--- START Available records ---

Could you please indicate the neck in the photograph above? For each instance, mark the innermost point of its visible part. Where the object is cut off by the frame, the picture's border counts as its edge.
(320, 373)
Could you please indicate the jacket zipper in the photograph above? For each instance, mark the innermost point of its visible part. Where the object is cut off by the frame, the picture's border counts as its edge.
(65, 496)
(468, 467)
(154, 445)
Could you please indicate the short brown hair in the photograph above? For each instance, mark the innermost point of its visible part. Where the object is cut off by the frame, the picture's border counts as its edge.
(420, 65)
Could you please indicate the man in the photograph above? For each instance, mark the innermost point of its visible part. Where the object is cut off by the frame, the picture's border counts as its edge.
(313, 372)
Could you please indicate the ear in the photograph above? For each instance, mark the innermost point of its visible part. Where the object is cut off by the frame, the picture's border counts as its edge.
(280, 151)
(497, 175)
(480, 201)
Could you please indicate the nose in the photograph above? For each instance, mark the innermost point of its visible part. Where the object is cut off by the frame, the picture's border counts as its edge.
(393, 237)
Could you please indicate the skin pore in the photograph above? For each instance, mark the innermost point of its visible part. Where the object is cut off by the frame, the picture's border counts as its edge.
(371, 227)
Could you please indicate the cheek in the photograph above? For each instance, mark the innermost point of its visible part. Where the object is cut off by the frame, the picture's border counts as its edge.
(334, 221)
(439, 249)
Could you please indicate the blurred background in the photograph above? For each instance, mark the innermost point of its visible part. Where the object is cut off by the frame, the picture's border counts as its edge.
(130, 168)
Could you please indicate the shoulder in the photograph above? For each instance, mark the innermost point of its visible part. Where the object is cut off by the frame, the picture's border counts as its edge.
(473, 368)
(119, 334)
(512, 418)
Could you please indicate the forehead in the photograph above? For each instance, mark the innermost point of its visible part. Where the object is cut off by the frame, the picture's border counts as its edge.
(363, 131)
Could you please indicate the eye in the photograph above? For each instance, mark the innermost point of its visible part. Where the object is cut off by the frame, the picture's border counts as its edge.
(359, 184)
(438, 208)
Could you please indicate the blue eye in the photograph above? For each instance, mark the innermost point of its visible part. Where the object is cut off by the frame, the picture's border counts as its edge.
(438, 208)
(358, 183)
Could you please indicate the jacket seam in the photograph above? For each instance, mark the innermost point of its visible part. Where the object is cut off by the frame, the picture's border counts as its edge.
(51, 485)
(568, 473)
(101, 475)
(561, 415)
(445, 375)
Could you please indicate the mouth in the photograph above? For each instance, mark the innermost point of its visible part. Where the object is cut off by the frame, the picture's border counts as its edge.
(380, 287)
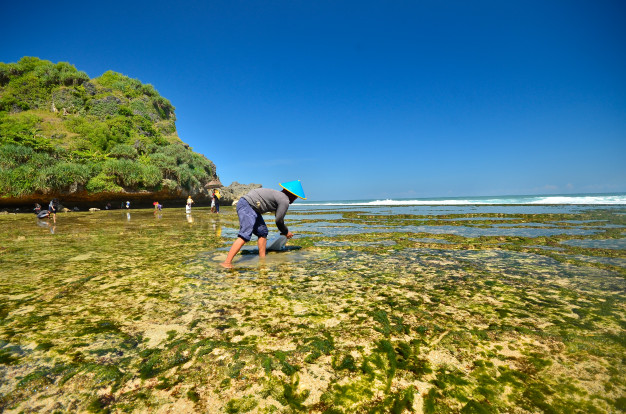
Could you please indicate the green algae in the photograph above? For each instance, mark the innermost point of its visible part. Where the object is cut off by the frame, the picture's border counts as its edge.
(113, 315)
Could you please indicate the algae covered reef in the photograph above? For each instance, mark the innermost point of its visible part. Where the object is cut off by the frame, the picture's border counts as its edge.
(376, 312)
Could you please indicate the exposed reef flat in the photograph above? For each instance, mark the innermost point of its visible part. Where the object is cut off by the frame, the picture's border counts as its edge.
(129, 311)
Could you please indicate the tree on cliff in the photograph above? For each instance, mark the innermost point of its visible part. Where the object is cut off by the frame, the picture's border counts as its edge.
(63, 132)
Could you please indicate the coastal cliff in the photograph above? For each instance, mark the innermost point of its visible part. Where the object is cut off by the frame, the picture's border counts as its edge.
(91, 141)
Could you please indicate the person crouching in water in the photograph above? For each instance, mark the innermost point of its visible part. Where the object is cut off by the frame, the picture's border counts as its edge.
(257, 202)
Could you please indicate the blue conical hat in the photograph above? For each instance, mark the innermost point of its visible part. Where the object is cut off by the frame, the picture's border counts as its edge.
(294, 187)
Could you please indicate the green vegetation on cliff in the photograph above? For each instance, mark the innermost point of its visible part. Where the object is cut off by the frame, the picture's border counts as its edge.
(61, 131)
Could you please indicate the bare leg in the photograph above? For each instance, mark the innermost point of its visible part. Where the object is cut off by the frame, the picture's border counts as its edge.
(234, 249)
(262, 243)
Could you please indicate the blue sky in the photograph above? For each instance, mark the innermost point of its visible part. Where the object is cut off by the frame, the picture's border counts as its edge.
(367, 99)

--- END Available records ---

## What to produce
Swap "innermost" for "central" in the stretch of entries from the line containing "Could you please indicate the blue conical" through the end of the entries, leaving everything else unchanged. Give only that stretch.

## Task output
Could you please indicate the blue conical hat in the photograph above? For each instance, mark the central point of its visible part. Where the object is cut off by the frame, the picture's border counts as its edge.
(294, 187)
Could you please indicate the green vegetation on cliff in the photograph above? For each instance, mark the central point of its visible part. Where the object is cut off by the frame, the picture's border counts as its edge.
(61, 131)
Could you please indicate the bare leg in the photograph above? For each instance, mark the central point of its visible part. Where the object is cut off by the frame, the picture's border counts as its edge.
(234, 249)
(262, 243)
Could you please indicate the blue sky in the photograph above? For each instance, mark the central point of its visible part. Where the object is cut off by the frame, the picture's border counts as its edge.
(367, 99)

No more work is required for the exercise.